>>
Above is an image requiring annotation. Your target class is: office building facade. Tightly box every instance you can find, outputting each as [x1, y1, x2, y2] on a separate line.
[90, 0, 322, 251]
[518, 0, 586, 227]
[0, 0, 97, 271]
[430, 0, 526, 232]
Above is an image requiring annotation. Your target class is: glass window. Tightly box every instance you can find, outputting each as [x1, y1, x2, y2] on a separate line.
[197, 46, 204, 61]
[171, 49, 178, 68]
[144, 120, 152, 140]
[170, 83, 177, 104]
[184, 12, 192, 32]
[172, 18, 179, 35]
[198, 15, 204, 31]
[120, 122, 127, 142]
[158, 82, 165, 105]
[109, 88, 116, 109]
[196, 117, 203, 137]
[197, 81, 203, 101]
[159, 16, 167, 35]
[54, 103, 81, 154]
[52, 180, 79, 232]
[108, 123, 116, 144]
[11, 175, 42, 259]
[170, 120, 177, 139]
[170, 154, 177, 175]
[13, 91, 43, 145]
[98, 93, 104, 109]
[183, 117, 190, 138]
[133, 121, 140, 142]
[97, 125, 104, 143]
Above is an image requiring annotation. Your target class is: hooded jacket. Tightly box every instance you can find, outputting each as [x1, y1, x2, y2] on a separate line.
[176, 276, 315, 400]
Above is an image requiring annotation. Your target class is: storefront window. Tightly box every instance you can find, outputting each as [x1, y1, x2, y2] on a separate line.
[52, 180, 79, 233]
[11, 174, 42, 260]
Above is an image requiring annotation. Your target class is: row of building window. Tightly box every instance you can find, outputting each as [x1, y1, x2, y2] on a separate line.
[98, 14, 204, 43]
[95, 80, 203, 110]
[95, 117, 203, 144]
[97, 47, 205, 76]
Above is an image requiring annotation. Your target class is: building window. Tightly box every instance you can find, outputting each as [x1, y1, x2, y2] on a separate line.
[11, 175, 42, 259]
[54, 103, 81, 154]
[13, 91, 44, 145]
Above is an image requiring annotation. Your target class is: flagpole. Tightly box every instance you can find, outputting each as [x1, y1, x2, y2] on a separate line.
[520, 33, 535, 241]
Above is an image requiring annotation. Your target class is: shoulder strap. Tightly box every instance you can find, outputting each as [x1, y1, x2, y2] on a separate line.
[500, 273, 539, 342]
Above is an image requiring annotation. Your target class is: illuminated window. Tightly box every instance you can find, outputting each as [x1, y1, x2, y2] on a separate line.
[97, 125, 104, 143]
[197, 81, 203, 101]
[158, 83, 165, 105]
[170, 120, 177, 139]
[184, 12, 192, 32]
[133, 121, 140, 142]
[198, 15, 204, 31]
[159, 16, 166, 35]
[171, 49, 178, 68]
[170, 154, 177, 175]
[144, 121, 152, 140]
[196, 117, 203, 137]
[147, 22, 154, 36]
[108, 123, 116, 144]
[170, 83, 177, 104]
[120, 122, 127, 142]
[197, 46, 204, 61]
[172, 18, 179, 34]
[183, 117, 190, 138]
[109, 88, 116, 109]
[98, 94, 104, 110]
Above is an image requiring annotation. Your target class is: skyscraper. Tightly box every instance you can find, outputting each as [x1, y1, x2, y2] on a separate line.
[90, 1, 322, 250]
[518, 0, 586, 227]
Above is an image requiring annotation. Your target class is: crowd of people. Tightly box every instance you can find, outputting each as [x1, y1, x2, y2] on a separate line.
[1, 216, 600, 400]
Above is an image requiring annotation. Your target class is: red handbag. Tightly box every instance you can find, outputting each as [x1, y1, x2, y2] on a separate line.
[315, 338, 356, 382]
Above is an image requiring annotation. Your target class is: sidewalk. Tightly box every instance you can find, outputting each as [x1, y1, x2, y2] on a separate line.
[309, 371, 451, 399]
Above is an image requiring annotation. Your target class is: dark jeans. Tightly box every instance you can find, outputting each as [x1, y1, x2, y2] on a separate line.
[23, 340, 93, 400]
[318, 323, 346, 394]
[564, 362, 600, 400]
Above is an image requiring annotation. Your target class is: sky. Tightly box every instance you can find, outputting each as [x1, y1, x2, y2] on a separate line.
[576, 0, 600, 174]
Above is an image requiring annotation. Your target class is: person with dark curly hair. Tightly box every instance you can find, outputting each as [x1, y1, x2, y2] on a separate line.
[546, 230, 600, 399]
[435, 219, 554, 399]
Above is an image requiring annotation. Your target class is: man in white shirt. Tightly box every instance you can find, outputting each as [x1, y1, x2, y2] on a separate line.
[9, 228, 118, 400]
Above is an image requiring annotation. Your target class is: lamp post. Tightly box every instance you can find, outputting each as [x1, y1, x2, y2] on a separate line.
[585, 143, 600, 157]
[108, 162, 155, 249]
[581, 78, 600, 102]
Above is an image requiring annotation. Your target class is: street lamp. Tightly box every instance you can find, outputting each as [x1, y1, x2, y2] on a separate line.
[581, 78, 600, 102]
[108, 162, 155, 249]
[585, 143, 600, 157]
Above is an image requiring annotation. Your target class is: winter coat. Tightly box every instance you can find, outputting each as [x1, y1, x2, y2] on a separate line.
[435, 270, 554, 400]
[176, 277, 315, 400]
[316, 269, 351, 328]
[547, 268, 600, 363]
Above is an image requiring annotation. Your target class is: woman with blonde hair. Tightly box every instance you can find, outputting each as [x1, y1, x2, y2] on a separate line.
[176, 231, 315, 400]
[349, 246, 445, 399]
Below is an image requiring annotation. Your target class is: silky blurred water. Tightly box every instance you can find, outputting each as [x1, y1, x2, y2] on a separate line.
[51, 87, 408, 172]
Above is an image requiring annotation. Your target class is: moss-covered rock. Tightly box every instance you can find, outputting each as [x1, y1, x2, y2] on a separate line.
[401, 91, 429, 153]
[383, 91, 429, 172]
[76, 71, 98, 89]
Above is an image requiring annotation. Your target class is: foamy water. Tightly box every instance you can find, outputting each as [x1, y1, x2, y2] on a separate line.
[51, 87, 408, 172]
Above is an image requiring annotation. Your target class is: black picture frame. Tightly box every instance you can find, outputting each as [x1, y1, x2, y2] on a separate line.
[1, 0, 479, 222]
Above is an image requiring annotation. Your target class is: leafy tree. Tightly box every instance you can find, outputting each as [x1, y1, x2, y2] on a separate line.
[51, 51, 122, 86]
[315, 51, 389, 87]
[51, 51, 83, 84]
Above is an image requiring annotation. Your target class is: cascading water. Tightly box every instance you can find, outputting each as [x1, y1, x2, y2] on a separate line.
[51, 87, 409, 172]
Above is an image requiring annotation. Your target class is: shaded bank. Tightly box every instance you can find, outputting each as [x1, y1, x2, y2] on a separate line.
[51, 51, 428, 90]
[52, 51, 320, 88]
<<
* Assigned task: Give back each entry so that it matches the original word for word.

* Exercise answer:
Above is an image requiring annotation. Your target class is: office building facade. Tightly box every instance you can find, outputting each as [x1, y1, x2, y2] on a separate line.
[90, 0, 322, 251]
[518, 0, 586, 227]
[0, 0, 97, 271]
[430, 0, 526, 232]
Above is an image requiring annotation. Your target class is: glass window. Tightly box every instance you can find, outputting each as [x1, y1, x2, y2] on a separate line.
[197, 46, 204, 61]
[171, 49, 178, 68]
[144, 120, 152, 140]
[170, 83, 177, 104]
[184, 12, 192, 32]
[172, 18, 179, 35]
[198, 15, 204, 31]
[120, 122, 127, 142]
[158, 82, 165, 105]
[109, 88, 116, 109]
[196, 117, 203, 137]
[197, 81, 203, 101]
[159, 16, 167, 35]
[54, 103, 81, 154]
[52, 180, 79, 232]
[108, 123, 116, 144]
[11, 175, 42, 259]
[170, 120, 177, 139]
[170, 154, 177, 175]
[13, 91, 43, 145]
[98, 93, 104, 109]
[183, 117, 190, 138]
[133, 121, 140, 142]
[97, 125, 104, 143]
Above is an image requiring annotation. Your target class is: hooded jacket. Tightly box every instance you can find, outputting each as [x1, y1, x2, y2] on a separate line.
[176, 276, 315, 400]
Above is an image requiring annotation. Your target class is: storefront window. Tightly box every instance you can find, outputting each as [x1, y1, x2, y2] on a separate line.
[52, 180, 79, 233]
[11, 174, 42, 260]
Above is an image requiring annotation. Your target class is: row of building window. Tightly box every instance you can find, outputting each as [x1, y1, x2, y2] on a separate line.
[98, 14, 204, 43]
[95, 80, 203, 110]
[95, 117, 203, 144]
[97, 47, 205, 76]
Above is an image requiring annotation. Your target class is: building window. Tightly box every instance you can find, outputting each as [x1, y1, x2, y2] on a separate line.
[11, 175, 42, 259]
[54, 103, 81, 154]
[13, 91, 44, 145]
Above is an image requiring annotation. Your target class is: flagpole. Tightly box every instance you can find, outputting each as [x1, y1, x2, y2] on a separate line.
[520, 33, 535, 241]
Above is an image requiring annotation. Your target class is: shoulder strap. Tightly box every instance you can find, outputting each as [x1, y1, x2, y2] on a separate line.
[500, 273, 539, 342]
Above is an image requiring annotation. Your target class is: illuminated window. Tightly box every instance you can find, outputting each as [x1, y1, x2, y2] on a separate line.
[97, 125, 104, 143]
[197, 81, 203, 101]
[158, 83, 165, 105]
[170, 120, 177, 139]
[184, 12, 192, 32]
[133, 121, 140, 142]
[198, 15, 204, 31]
[159, 16, 166, 35]
[171, 49, 178, 68]
[170, 154, 177, 175]
[144, 121, 152, 140]
[196, 117, 203, 137]
[147, 22, 154, 36]
[108, 123, 116, 144]
[170, 83, 177, 104]
[120, 122, 127, 142]
[197, 46, 204, 61]
[172, 18, 179, 34]
[183, 117, 190, 138]
[109, 88, 116, 109]
[98, 94, 104, 110]
Above is an image requiring annotation. Your target class is: skyscraper. Tightly box every instance you can find, outputting each as [x1, y1, x2, y2] on a separate line.
[90, 1, 322, 250]
[518, 0, 586, 227]
Above is an image requiring annotation. Your target class is: crowd of people. Tightly box every instance you can find, outputting each as [x1, y1, x2, y2] on a separate line.
[1, 216, 600, 400]
Above is an image requiring annotation. Your target class is: red handbag. Tightly box every instance you can find, outputting each as [x1, y1, x2, y2] on a separate line.
[315, 338, 356, 382]
Above is an image requiring annotation. Your target class is: sidewalk. Tightly box every instance you can find, outputting each as [x1, y1, x2, y2] on a separate line.
[309, 371, 451, 399]
Above is an image requiring annotation. Your target class is: dark jeans. Tightly box every instance you can find, outputting each as [x1, y1, x2, y2] on a separate line.
[23, 340, 93, 400]
[318, 323, 346, 394]
[564, 362, 600, 400]
Above is an image requiring annotation. Your target class is: sky. Tightly box every instance you can find, outputting each as [x1, y1, x2, y2] on a separate line.
[576, 0, 600, 174]
Above is an image requiring annotation. Your target class is: person with dark curly hair. Tightly box every instance you can find, outputting each as [x1, y1, x2, y2] on a separate line.
[546, 230, 600, 399]
[435, 219, 554, 399]
Above is an image requiring annotation. Your target class is: man in white shirt. Tightly box every instance you can find, outputting each as [x1, y1, x2, y2] on a separate line.
[9, 228, 118, 400]
Above is an image requiring annotation. Your target class is: lamp post. Tightly box every instance you can find, outputting each as [x1, y1, x2, y2] on a separate line.
[585, 143, 600, 157]
[108, 162, 155, 249]
[581, 78, 600, 102]
Above is an image requiring annotation. Your target class is: street lamp. Tightly box every instance you can find, outputting each as [x1, y1, x2, y2] on a separate line.
[581, 78, 600, 102]
[108, 162, 155, 249]
[585, 143, 600, 157]
Above is an image requiring annotation. Your target class is: winter coat. Tightly box every instance you can find, outputting each as [x1, y1, x2, y2] on a separate line.
[435, 270, 554, 400]
[176, 277, 315, 400]
[316, 269, 351, 328]
[547, 268, 600, 363]
Above is an image requiring annotation. Your target class is: woman with blonde hair. Tightly box every instance you can find, outputting each as [x1, y1, x2, y2] on a separate line.
[176, 231, 315, 400]
[349, 246, 445, 399]
Below is an image requiring annotation. Your target class is: silky blurred water. Tightly box every instance you can find, outputting each as [x1, y1, x2, y2] on a separate line.
[51, 87, 408, 172]
Above is an image requiring annotation. Your target class is: moss-covered rock. Tightly box every instance you can find, outputting each as [x1, y1, x2, y2] on a separate line.
[401, 91, 429, 153]
[383, 91, 429, 172]
[76, 71, 98, 89]
Above is an image requiring annotation. Your target class is: foamy water. Tightly box every instance you can find, outputting each as [x1, y1, x2, y2] on a separate line.
[51, 87, 408, 172]
Above is an image requiring annotation. Your target class is: black picture frame. Tightly box every instance you can find, outputting each as [x1, y1, x2, y2] on a separate line.
[1, 0, 479, 222]
Above is an image requiring annotation. Your target class is: leafy tree. Tightly box every instance you can find, outputting each as [x1, y1, x2, y2] on a separate line.
[51, 51, 122, 86]
[315, 51, 389, 87]
[51, 51, 83, 84]
Above is an image requiring annotation. Your target class is: cascading water. Tightly box every instance you can find, outputting each as [x1, y1, x2, y2] on a separate line.
[51, 87, 409, 172]
Above is an image requiring annotation. Your target class is: shaded bank. Tightly box every instance you can find, outputting each as [x1, y1, x2, y2] on a separate line.
[51, 51, 428, 90]
[52, 51, 320, 88]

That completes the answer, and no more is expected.